___ Trecho do texto

Não é por outra razão que o segmento Bovespa da B3 até o segundo decêndio de fevereiro mostra queda da ordem de 2,5%, enquanto o Dow Jones americano registra perda de 0,5%, apesar de mercados da Europa mostrarem valorizações.
Citamos aqui que isso está agravado e a explicação passa por um novo governo com diretrizes bem distintas do anterior, tendo que elaborar e aplicar reformas rapidamente, desenvolver novo arcabouço fiscal factível; num ambiente pouco amistoso pela dicotomia política. Para agravar mais um pouco, temos o início de uma crise no crédito, deflagrada pelos problemas de uma das maiores varejistas do país e por uma sucessão de pedidos de recuperação judicial.

______

Explorando o material:
1) Responda com base no trecho sobre o mercado acionário:
(a) De quanto foi a queda do segmento Bovespa da B3 até o segundo decêndio de fevereiro?
(b) Qual perda o Dow Jones americano registrou no mesmo período?
(c) O que deflagrou o início da crise no crédito?
2) Prossiga o trecho sobre o mercado acionário brasileiro a partir da última frase apresentada.

___ Dados fornecidos

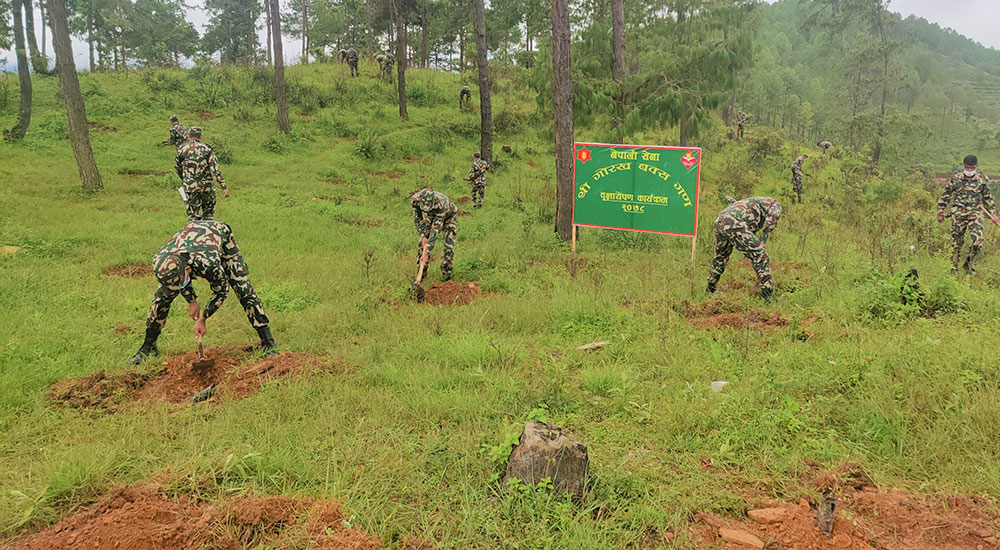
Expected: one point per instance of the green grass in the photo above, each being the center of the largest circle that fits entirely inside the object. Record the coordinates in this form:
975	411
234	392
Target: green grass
411	436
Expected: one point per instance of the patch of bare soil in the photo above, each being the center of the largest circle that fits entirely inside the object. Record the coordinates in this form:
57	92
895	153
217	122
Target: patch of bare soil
132	271
100	127
145	517
178	381
452	293
865	517
718	314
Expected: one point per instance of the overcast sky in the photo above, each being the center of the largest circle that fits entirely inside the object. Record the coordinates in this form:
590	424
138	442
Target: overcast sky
977	19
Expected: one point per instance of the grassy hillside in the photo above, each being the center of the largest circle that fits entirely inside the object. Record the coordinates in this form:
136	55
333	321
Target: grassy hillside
413	431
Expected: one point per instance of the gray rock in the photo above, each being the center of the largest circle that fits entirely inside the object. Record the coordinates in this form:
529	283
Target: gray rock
544	452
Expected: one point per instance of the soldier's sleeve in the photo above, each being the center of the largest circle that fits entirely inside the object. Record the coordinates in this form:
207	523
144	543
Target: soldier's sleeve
988	196
213	163
946	197
220	290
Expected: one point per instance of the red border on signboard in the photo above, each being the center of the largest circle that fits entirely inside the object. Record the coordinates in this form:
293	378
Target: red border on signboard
697	185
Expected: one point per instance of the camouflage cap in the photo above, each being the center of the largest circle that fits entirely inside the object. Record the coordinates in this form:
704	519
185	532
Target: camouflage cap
170	270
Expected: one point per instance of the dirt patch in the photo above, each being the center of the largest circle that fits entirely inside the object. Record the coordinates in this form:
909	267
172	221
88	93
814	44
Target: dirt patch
132	271
718	314
452	293
136	172
178	382
100	127
865	518
144	516
394	175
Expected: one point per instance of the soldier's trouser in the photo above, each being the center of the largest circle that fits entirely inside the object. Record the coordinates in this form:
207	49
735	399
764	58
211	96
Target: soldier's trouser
449	233
746	242
797	185
974	225
478	191
201	205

______

Respostas por tarefa:
1)
(a) Da ordem de 2,5%.
(b) Uma perda de 0,5%.
(c) Os problemas de uma das maiores varejistas do país e uma sucessão de pedidos de recuperação judicial.

2)
Essa é uma onda recente que promete crescer ao longo do primeiro semestre de 2023, até por falta de opção de muitas empresas. Com o crédito ainda mais restrito e taxas de juros extremamente elevadas, muitas empresas podem ter que recorrer à recuperação judicial (RJ), preocupando ainda mais todo o sistema financeiro e o planejamento financeiro das instituições bancárias e gestores de fundos de ações e de crédito.
Se colocarmos uma lupa no nível de endividamento global a situação é também complicada. Recentemente, o IIF – Institute of International Finance divulgou dados sobre isso mostrando que a dívida de países emergentes cresceu em 2022 algo como 2,1%, atingindo, pasmem, US$ 98,2 trilhões, enquanto a de países desenvolvidos encolheu 2,8%, se situando em US$ 200 trilhões, perfazem dívidas no montante de US$ 298,2 trilhões, em queda de 1,3%, sendo essa a primeira vez que cai, desde o ano de 2015. Porém, representa 338% do PIB global.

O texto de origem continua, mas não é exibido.